**Written exercise**
Copy every line of the items below that contains the word "decorative". Case counts.

......

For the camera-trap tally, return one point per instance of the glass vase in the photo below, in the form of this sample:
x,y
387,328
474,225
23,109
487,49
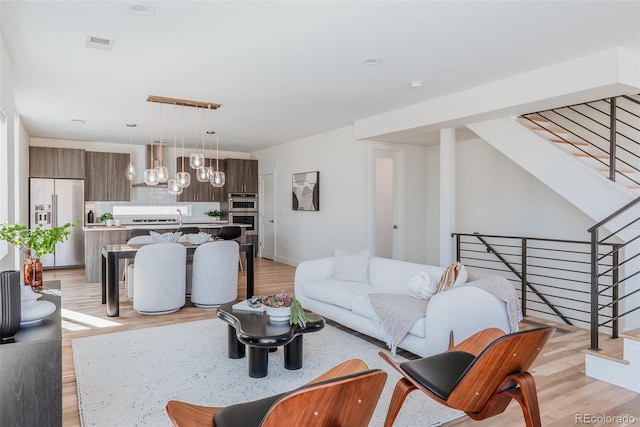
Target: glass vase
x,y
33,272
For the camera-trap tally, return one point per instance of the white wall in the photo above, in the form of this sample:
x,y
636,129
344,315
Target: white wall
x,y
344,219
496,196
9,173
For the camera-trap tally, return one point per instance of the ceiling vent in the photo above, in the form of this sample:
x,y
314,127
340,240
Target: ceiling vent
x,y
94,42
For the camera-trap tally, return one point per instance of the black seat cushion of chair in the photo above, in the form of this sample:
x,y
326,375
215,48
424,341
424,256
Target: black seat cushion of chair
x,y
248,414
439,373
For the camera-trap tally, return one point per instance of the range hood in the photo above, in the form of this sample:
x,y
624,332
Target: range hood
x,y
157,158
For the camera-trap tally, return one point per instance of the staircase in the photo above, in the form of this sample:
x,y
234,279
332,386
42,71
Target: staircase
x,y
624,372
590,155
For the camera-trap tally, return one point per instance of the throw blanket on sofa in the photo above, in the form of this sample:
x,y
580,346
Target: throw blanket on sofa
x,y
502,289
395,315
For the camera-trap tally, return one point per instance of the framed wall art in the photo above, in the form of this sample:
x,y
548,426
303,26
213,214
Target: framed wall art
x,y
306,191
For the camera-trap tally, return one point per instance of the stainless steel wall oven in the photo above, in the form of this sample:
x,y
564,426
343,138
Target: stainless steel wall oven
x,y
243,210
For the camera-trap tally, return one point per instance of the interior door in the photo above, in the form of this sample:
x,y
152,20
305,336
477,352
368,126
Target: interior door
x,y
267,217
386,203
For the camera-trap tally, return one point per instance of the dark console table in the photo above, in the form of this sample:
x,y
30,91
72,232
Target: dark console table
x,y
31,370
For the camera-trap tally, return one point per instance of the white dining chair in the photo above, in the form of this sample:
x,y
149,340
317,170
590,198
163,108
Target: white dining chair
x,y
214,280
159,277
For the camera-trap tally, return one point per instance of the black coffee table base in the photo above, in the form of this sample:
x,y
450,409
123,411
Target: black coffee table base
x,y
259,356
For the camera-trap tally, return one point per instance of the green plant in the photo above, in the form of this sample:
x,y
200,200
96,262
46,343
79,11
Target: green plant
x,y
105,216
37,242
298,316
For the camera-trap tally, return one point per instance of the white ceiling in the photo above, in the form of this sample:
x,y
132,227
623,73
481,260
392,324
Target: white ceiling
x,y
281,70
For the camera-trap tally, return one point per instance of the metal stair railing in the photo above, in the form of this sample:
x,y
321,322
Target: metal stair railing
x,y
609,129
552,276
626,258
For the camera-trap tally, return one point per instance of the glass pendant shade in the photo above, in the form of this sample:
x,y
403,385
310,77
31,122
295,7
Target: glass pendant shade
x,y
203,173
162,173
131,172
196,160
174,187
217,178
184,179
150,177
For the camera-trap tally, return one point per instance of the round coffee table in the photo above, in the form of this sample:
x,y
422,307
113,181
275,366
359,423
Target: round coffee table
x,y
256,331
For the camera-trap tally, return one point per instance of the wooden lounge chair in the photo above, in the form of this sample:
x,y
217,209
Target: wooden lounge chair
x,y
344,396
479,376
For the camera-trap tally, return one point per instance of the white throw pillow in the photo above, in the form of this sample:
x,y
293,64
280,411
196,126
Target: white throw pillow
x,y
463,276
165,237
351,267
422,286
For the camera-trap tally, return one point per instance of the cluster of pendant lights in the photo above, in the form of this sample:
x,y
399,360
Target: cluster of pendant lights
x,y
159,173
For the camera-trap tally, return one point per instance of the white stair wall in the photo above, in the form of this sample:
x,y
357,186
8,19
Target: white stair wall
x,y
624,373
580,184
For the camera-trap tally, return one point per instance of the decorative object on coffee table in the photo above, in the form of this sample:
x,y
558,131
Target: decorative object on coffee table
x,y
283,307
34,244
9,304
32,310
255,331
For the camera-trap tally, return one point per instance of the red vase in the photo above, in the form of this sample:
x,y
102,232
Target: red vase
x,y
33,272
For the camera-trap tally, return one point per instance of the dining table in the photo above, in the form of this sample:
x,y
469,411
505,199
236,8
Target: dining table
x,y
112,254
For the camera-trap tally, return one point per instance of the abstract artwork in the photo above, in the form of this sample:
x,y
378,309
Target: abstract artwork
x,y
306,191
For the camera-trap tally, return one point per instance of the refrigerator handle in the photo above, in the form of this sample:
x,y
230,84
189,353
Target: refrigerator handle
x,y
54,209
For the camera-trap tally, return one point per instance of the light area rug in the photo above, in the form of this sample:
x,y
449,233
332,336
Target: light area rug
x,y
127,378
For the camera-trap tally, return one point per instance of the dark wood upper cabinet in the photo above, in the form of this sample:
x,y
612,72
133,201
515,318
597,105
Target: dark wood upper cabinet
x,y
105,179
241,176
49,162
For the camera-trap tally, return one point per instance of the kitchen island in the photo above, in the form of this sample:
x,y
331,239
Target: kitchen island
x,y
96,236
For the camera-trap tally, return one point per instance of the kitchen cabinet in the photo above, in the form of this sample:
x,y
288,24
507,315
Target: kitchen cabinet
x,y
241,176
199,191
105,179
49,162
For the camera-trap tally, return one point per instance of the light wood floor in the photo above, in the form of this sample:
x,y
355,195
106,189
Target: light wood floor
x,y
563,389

......

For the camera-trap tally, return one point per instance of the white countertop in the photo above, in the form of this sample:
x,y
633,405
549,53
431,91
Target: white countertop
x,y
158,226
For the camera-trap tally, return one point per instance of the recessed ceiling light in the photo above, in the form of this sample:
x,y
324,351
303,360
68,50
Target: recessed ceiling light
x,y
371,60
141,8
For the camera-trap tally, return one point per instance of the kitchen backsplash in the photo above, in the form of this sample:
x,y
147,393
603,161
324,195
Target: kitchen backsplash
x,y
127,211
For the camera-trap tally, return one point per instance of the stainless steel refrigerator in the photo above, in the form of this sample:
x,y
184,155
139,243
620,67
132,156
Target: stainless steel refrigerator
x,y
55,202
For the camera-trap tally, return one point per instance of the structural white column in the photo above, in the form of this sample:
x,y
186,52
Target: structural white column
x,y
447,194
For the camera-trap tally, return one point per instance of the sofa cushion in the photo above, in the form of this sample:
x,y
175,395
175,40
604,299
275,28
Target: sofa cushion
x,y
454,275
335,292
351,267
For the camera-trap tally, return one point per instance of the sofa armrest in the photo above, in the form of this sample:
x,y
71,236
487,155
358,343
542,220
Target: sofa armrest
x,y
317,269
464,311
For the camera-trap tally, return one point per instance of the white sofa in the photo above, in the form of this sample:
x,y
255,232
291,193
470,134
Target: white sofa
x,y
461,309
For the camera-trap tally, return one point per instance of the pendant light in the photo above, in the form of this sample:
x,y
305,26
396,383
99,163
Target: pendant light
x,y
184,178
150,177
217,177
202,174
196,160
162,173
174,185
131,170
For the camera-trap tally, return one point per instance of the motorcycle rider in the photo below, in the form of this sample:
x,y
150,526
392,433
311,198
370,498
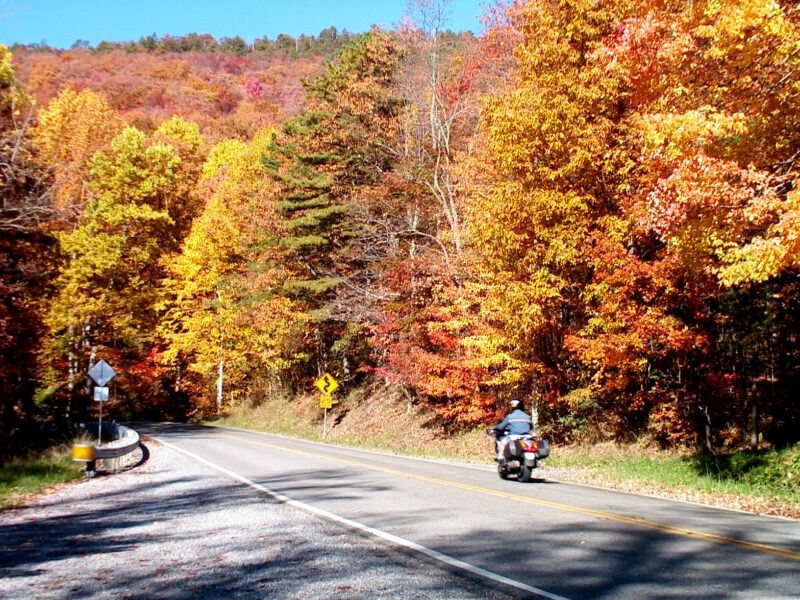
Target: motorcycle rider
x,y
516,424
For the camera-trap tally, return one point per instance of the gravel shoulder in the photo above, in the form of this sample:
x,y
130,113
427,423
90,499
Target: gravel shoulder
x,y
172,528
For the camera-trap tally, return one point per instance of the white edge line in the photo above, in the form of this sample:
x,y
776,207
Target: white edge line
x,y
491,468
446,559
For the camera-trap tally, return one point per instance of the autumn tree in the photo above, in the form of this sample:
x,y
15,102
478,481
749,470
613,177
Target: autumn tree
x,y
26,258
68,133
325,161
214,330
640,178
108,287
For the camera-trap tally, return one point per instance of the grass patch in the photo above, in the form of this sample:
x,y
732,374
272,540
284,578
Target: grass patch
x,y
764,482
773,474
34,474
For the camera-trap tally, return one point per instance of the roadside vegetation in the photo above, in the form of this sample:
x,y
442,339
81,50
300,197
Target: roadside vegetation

......

**Result of the exercise**
For the camera-trap tally, return one point per instance of the decorative object on coffee table in the photo above, in the form of this sample:
Target: decorative object on coffee table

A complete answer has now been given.